Dataset entries

◇ ◇ ◇ ◇ ◇ ◇ ◇

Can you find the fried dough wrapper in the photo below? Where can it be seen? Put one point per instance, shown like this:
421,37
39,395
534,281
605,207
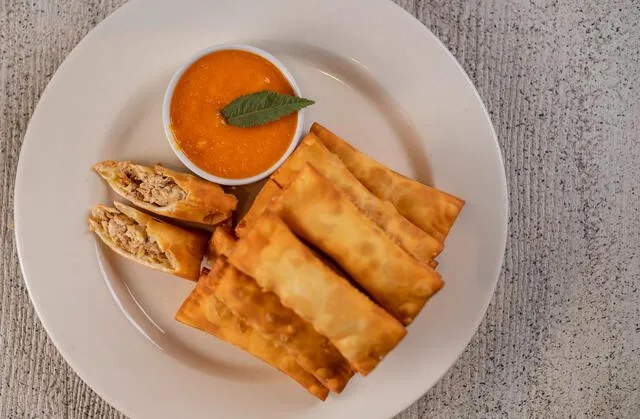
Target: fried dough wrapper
269,191
221,243
165,192
204,311
280,325
320,213
151,242
411,238
430,209
280,263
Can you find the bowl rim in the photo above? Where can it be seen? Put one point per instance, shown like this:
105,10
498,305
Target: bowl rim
166,114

◇ ◇ ◇ ◇ ◇ ◇ ◇

Work out how many lines above have the string "seen" in them, and give only the number.

2